● Problem details:
In the blog post about decisions, why does the writer find it comforting that God is in control? Answer in one to three sentences.

Monday, February 09, 2009

Decisions

One of my least favorite things in the entire world is making decisions and I have a few reasons as to why.  First of all, and the most obvious I think, is that I'm afraid I'll make the wrong one.  What if, despite all my prayer to make the one God wants me to make, I end up going with one only because it's the one I want?  What if that decision affects others adversely?  What if I've made a decision that will take me down a really horrible road?  Second of all, and the second reason has a lot to do with the first, decisions make me worry.  I lose sleep, sometimes I get ulcers or even cold sores (last year it was particularly bad).  So needless to say, I do not like making decisions.  However, what I need to realize, what I need to get into my head, is that God is the one in control and not me.  Sometimes this also gives me a headache because the flesh in me wants to have control of everything, but that's another post entirely.  The comforting thing about God being in control is that even if I do make really crappy decisions (which I'm sure I do) God is still good and He still has what's best for me in mind.  

I've been reading Genesis in the mornings and what struck me is the kind of pathetic people God worked through.  Look at Abram?  75 years old when called away from his father's household, no children, and his wife was barren.  Not only that, but after God promised to make him a great nation, bless him, and give him the land of Canaan, he still did not trust him enough to protect his family while in Egypt.  Therefore, he lies and tells Pharaoh that Sari was his sister, twice!  And later, he marries Sari's maidservant to try and have offspring through her, despite God's promise of children through Sari.  Then there's Jacob.  The youngest brother, a mama's boy, and even worse, a liar.  And yet, God chose these two, well, losers, to be blessings on earth, not only in the lands they lived, but also to future generations.  Through Abram (who later became Abraham), Isaac, and Jacob came Christ.  God used these non-trusting idiots to bring His son into the world to save the world.  Gives you something to think about doesn't it?

So now, as I have been forced to make some decisions (that in turn have forced me to wait on God's will) I need to remember that if God could work through guys like Abraham and Jacob, He can work through me.  Not only that, but he has my best in mind.  I can't go wrong, even if the road it hard.  How comforting is that?

● Excerpted data:
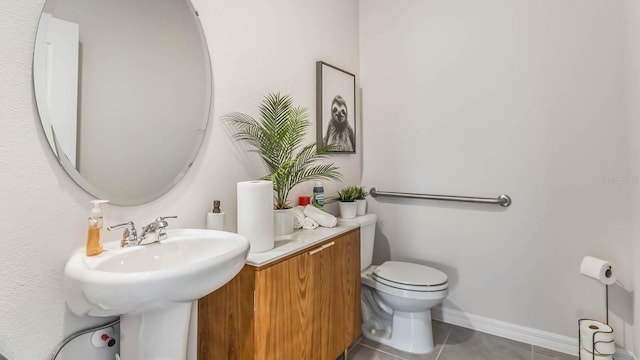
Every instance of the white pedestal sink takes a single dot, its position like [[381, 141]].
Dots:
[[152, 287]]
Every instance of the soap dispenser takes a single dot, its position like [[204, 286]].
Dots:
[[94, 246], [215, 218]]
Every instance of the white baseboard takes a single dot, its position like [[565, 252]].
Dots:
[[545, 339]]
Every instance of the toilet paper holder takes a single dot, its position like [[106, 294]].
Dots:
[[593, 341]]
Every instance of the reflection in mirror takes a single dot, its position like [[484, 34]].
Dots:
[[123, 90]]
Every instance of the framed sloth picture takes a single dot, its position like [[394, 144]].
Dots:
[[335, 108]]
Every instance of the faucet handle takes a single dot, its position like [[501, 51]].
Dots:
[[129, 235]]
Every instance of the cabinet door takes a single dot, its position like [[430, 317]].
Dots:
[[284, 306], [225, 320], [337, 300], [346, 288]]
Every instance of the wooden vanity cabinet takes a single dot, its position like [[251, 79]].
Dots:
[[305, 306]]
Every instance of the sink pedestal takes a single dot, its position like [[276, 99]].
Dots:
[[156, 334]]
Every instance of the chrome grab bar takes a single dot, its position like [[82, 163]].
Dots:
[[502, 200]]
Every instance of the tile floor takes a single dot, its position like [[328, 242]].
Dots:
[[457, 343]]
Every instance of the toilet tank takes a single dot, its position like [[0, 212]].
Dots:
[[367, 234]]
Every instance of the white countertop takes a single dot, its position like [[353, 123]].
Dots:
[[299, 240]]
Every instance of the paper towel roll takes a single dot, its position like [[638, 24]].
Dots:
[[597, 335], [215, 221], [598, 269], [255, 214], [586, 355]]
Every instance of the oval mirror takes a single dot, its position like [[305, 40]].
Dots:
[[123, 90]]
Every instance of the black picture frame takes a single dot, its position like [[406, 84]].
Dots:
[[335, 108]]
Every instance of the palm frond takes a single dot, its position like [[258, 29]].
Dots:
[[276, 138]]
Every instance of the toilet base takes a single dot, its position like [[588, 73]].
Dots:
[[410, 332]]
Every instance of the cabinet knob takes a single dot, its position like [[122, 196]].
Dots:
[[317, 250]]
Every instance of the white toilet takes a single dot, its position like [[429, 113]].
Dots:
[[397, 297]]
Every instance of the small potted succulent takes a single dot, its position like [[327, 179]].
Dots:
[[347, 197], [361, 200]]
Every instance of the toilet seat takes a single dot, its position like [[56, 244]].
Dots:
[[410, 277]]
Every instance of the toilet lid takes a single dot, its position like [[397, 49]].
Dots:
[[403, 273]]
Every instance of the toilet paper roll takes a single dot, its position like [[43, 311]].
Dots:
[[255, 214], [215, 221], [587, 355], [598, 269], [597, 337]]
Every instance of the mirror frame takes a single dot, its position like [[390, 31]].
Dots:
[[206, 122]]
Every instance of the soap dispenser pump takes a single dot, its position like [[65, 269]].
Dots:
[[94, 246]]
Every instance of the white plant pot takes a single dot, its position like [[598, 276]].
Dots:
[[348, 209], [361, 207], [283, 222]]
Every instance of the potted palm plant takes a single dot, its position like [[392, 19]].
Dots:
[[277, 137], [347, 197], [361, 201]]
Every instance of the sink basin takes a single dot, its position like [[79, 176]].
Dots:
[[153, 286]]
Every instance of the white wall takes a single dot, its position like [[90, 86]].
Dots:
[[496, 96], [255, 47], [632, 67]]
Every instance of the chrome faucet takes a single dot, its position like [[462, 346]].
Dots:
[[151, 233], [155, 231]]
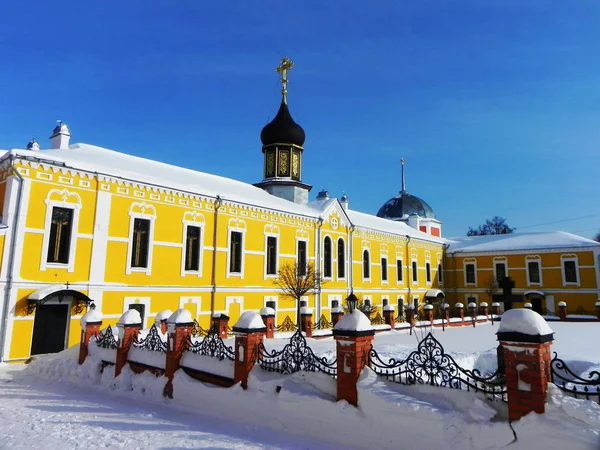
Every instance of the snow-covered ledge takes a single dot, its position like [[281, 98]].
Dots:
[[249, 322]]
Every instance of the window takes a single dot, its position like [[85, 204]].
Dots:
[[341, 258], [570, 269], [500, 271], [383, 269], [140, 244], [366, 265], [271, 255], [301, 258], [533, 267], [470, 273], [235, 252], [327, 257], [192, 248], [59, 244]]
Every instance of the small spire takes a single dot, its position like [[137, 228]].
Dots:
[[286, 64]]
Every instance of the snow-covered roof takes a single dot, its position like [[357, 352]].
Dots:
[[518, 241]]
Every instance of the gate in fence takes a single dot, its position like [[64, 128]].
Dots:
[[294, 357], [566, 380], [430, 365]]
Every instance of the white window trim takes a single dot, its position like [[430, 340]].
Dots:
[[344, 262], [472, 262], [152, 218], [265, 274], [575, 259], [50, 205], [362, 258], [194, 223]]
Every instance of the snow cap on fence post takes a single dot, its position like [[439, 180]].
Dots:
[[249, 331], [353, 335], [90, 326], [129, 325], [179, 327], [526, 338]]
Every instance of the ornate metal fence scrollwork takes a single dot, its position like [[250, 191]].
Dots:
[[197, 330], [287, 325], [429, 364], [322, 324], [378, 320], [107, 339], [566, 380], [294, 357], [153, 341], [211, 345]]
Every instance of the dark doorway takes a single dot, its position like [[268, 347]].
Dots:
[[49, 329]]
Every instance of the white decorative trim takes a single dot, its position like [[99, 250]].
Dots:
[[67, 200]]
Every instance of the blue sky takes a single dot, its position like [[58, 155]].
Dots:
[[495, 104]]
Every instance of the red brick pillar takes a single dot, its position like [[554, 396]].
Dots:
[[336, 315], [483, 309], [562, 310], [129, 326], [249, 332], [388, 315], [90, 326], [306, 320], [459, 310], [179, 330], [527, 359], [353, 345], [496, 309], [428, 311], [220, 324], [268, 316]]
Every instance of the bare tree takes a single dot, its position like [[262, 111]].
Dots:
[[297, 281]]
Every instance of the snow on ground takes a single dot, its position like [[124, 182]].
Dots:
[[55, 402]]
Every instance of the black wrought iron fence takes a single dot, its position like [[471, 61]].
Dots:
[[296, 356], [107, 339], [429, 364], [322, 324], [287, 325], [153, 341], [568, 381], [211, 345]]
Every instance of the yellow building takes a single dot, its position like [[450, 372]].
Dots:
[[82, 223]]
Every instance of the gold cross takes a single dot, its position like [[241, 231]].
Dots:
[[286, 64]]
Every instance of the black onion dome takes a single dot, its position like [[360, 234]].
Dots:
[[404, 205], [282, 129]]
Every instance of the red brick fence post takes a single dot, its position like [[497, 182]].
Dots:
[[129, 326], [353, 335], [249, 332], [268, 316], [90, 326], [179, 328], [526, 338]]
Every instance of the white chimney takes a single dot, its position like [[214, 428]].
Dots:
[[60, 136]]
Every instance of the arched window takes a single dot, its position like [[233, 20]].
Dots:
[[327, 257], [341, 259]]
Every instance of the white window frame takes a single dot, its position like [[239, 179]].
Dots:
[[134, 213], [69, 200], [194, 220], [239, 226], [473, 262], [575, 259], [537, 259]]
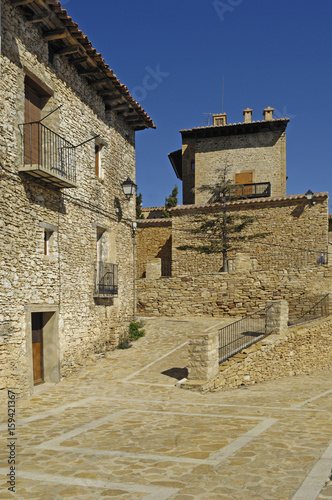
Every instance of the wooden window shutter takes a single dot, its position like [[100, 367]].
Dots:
---
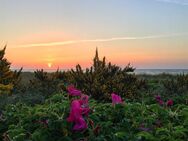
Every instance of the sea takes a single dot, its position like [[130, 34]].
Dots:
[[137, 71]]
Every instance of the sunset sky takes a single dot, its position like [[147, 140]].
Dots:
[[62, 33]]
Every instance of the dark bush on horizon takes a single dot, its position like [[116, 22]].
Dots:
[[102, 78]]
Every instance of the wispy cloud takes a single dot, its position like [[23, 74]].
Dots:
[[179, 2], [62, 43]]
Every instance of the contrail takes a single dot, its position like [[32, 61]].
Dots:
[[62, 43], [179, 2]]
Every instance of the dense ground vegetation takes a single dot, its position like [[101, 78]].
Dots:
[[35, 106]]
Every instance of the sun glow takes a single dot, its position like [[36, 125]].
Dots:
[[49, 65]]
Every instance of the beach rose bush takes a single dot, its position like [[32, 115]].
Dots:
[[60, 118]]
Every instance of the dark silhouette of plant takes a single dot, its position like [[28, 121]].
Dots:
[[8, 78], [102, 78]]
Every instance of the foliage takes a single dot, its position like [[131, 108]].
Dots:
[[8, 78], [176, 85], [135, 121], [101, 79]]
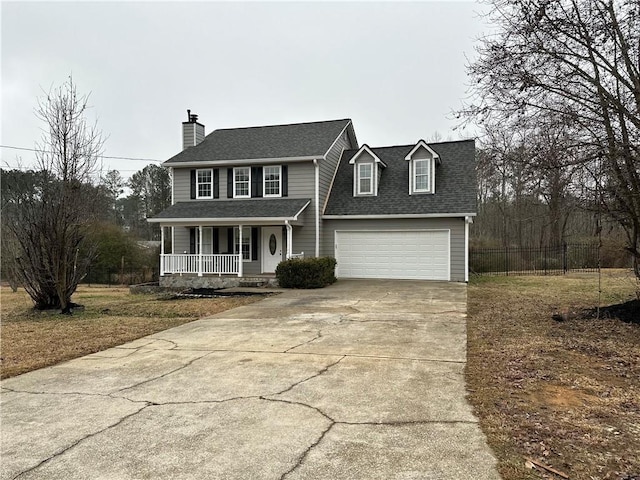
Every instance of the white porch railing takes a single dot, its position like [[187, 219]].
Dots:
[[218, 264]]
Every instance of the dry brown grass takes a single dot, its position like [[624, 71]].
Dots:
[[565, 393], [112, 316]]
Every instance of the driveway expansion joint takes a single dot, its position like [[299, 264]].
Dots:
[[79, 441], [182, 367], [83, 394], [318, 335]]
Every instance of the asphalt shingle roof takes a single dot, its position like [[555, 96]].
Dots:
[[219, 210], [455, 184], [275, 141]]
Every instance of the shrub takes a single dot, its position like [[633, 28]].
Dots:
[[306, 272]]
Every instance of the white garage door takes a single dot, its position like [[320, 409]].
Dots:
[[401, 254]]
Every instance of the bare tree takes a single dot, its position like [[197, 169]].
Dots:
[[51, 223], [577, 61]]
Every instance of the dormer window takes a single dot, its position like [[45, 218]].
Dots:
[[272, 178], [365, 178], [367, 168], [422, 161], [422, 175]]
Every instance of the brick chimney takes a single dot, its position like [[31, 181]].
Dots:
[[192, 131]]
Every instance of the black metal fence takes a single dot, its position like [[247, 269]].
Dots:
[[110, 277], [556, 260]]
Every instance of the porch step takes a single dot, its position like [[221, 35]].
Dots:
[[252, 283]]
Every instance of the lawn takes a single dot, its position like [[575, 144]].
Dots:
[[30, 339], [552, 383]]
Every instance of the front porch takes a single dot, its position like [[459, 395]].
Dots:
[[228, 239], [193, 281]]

● Completed task:
Even if the writer makes really crappy decisions, God is still good and still has what's best for the writer in mind.